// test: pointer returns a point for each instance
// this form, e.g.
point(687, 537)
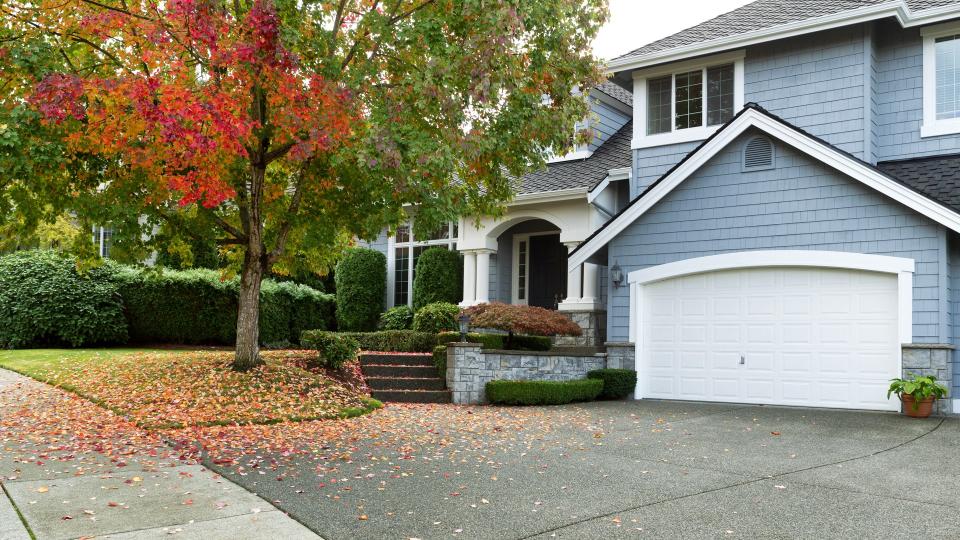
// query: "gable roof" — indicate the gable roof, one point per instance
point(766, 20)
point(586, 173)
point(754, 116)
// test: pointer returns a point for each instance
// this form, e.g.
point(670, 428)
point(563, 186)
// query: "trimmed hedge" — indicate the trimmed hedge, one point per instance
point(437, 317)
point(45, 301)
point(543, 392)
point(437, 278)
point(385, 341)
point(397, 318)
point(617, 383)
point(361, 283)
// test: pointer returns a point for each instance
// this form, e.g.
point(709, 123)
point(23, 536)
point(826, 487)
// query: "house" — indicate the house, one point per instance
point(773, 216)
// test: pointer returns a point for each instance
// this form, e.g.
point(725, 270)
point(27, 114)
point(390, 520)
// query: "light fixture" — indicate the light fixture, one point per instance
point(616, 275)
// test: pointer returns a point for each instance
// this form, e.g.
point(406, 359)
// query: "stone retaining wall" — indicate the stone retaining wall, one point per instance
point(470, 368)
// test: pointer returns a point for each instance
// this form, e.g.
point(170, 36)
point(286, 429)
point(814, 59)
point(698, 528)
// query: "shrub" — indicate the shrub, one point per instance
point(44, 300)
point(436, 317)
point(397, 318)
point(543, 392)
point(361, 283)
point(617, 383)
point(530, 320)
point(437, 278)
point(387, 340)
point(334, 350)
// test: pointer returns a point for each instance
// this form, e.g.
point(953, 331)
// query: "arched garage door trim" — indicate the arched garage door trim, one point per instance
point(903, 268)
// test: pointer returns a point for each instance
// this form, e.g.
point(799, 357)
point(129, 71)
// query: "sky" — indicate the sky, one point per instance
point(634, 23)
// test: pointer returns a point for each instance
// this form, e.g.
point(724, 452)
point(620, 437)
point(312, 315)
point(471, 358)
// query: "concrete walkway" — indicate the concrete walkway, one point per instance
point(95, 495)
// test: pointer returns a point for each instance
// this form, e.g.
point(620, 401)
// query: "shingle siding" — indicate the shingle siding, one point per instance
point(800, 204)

########################################

Please write out again every line, starting with the first one and going on through the line with "point(754, 116)", and shift each coordinate in the answers by adding 82 to it while keeping every other number unchanged. Leave the pictures out.

### COMPLETED TASK
// test: pointer returns a point for each instance
// this form, e.g.
point(687, 537)
// query: "gable roof" — indicate the gable roof, one point per instance
point(848, 102)
point(668, 255)
point(836, 198)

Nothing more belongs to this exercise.